RECORD SET
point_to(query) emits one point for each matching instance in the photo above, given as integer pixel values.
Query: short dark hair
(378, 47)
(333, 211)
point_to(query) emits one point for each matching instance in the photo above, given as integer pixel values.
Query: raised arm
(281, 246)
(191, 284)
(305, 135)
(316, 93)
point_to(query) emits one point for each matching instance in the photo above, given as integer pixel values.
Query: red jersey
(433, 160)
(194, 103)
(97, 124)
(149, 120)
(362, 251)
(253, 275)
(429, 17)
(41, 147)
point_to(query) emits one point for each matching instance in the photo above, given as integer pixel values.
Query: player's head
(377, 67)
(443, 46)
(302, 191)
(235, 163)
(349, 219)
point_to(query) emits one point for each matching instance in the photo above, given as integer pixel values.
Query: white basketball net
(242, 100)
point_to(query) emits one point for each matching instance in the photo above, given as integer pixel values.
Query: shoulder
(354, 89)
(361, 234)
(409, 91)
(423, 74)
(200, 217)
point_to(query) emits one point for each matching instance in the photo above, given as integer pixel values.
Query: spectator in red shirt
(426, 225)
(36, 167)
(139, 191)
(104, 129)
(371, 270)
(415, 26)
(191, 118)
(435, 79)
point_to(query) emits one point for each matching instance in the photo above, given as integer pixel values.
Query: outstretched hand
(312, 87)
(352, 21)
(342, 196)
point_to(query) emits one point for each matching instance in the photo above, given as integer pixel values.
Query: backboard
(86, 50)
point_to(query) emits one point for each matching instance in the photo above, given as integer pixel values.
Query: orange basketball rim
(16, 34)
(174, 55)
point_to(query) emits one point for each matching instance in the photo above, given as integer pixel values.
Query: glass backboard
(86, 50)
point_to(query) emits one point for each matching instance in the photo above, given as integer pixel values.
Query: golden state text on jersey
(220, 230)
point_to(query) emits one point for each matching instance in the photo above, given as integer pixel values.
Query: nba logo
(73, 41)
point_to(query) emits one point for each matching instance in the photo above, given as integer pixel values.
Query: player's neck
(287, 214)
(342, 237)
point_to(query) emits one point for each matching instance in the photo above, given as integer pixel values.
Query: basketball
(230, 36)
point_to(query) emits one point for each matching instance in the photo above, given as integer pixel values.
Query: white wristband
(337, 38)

PROBLEM REQUIREMENTS
Reproduce the entries above exactly.

SOLUTION FOR THIS PROBLEM
point_to(query) emits one point for each matching instance in the photo above, given as integer pixel values.
Query: short dark hair
(378, 47)
(333, 211)
point_to(query) emits one point for each matching instance in the photo above, given as integer pixel values.
Query: raised arm
(281, 246)
(191, 284)
(305, 135)
(316, 93)
point_to(query) emits one point for each matching instance in the photo above, given as integer pixel values.
Query: red jersey
(433, 160)
(194, 103)
(97, 124)
(149, 120)
(362, 251)
(253, 275)
(429, 17)
(41, 147)
point_to(query) emits one point for each matching instance in the photo above, given as integer pixel values.
Query: player's head
(377, 67)
(443, 46)
(302, 191)
(235, 163)
(349, 219)
point_to(query) emits one point for each matching instance in the photo above, given as integer pixel values.
Query: white basketball net
(242, 100)
point_to(query) emits one point for each matching instance in the photo above, given as integer pixel values.
Query: shoulder
(354, 89)
(361, 234)
(409, 91)
(423, 74)
(200, 217)
point_to(query) emits one point for each matching instance in the photo above, given as integer pixel values.
Query: spectator in red shirt
(426, 225)
(36, 167)
(139, 191)
(104, 129)
(371, 270)
(415, 26)
(191, 118)
(435, 79)
point_to(query) emits one point for each matching instance in the photo above, given as integer pixel values.
Query: outstretched hand
(312, 87)
(352, 21)
(342, 196)
point_to(query) emits one point for each matching instance in the photo above, given as integer pixel values.
Query: backboard
(86, 50)
point_to(query) emits one point for each matching instance in the photo above, given as integer pixel values.
Query: orange basketball rim
(16, 34)
(174, 55)
point_to(query) emits one point for each matching instance in the photo above, given as integer pixel values.
Query: glass backboard
(86, 50)
point_to(query) emits one point for each matching instance in the photo above, given as integer pixel values.
Query: golden state text on jersey
(220, 230)
point_to(query) emits one point for each matching instance in the photo above, given as integer pixel values.
Query: nba logo
(73, 41)
point_to(query) emits one point for each matching instance in the photo above, given as integer pixel values.
Query: player's neck
(287, 214)
(342, 237)
point_to(query) emits one point for each matching instance in the photo above, given as integer pixel values.
Query: basketball
(230, 36)
point_to(query) emits one point for each matching instance in the photo above, given as integer pixel values.
Query: white wristband
(337, 38)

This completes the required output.